• _Directive a_: Report every line in the records below that contains the string "towel", matching case exactly.

• _Text_:
How to Truncate a String in PHP to the Word Closest to a Certain Number of Characters

How to Truncate a string in PHP to the word closest to a certain number of characters?

By using the wordwrap function. It splits the texts in multiple lines such that the maximum width is the one you specified, breaking at word boundaries. After splitting, you simply take the first line:

substr($string, 0, strpos(wordwrap($string, $your_desired_width), "\n"));

One thing this oneliner doesn't handle is the case when the text itself is shorter than the desired width. To handle this edge-case, one should do something like:

if (strlen($string) > $your_desired_width) 
{
$string = wordwrap($string, $your_desired_width);
$string = substr($string, 0, strpos($string, "\n"));
}

The above solution has the problem of prematurely cutting the text if it contains a newline before the actual cutpoint. Here a version which solves this problem:

function tokenTruncate($string, $your_desired_width) {
$parts = preg_split('/([\s\n\r]+)/', $string, null, PREG_SPLIT_DELIM_CAPTURE);
$parts_count = count($parts);

$length = 0;
$last_part = 0;
for (; $last_part < $parts_count; ++$last_part) {
$length += strlen($parts[$last_part]);
if ($length > $your_desired_width) { break; }
}

return implode(array_slice($parts, 0, $last_part));
}

Also, here is the PHPUnit testclass used to test the implementation:

class TokenTruncateTest extends PHPUnit_Framework_TestCase {
public function testBasic() {
$this->assertEquals("1 3 5 7 9 ",
tokenTruncate("1 3 5 7 9 11 14", 10));
}

public function testEmptyString() {
$this->assertEquals("",
tokenTruncate("", 10));
}

public function testShortString() {
$this->assertEquals("1 3",
tokenTruncate("1 3", 10));
}

public function testStringTooLong() {
$this->assertEquals("",
tokenTruncate("toooooooooooolooooong", 10));
}

public function testContainingNewline() {
$this->assertEquals("1 3\n5 7 9 ",
tokenTruncate("1 3\n5 7 9 11 14", 10));
}
}

EDIT :

Special UTF8 characters like 'à' are not handled. Add 'u' at the end of the REGEX to handle it:

$parts = preg_split('/([\s\n\r]+)/u', $string, null, PREG_SPLIT_DELIM_CAPTURE);

How to truncate a string in PHP to the sentence closest to a certain number of characters?

• _Directive b_:
Answer these from the PHP truncation text:
(i) Which function splits the text into lines at word boundaries?
(ii) What must be added at the end of the regex to handle special UTF8 characters?
(iii) What is the name of the PHPUnit test class?

• _Supplied records_:

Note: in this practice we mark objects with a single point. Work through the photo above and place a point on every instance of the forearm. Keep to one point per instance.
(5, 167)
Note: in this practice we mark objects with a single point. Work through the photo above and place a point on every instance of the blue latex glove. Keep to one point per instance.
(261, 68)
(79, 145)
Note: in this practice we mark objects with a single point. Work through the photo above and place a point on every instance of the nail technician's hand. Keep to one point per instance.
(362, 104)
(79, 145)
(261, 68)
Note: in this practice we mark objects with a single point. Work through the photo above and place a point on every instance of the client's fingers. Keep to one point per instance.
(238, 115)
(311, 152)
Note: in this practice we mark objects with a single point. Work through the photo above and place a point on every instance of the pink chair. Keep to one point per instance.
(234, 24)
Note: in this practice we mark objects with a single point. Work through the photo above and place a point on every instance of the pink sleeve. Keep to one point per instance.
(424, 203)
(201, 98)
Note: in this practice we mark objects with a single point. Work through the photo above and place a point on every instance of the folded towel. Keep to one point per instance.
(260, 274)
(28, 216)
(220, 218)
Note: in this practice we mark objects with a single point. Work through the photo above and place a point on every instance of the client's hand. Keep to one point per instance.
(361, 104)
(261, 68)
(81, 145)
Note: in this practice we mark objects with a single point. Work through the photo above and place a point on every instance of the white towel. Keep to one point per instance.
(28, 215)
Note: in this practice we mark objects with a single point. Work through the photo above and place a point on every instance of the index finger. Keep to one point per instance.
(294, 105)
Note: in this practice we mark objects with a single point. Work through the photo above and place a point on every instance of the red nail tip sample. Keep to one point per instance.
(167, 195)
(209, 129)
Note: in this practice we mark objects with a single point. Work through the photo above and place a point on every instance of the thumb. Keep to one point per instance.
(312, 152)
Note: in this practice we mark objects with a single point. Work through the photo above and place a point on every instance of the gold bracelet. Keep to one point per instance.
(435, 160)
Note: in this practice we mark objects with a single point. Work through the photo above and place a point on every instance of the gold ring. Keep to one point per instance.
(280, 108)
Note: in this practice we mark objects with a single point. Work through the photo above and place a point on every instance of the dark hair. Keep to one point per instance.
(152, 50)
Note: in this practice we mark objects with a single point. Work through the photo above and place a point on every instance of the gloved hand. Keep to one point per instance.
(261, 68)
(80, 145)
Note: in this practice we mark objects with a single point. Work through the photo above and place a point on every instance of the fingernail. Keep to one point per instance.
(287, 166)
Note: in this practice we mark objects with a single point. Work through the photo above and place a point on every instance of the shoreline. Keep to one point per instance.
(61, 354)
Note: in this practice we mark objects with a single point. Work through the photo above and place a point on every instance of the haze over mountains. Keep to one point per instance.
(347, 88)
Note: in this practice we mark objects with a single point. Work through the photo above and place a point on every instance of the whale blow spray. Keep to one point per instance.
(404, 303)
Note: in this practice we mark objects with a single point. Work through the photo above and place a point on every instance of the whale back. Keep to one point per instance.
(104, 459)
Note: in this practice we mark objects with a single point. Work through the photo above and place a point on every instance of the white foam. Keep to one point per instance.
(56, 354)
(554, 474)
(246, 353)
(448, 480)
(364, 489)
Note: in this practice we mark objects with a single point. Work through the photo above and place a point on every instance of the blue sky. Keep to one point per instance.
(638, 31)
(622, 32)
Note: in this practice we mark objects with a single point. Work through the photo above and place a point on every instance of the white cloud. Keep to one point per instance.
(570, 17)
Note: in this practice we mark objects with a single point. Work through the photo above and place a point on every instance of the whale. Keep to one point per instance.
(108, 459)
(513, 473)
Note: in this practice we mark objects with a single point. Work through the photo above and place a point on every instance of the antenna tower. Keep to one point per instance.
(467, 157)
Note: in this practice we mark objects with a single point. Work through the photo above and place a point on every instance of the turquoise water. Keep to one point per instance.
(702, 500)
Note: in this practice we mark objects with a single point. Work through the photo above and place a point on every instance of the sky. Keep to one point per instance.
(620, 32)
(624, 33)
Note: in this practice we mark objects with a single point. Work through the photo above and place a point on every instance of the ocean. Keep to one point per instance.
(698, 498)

• _Full answer a_:
Note: in this practice we mark objects with a single point. Work through the photo above and place a point on every instance of the folded towel. Keep to one point per instance.
Note: in this practice we mark objects with a single point. Work through the photo above and place a point on every instance of the white towel. Keep to one point per instance.

• _Full answer b_:
(i) wordwrap
(ii) 'u'
(iii) TokenTruncateTest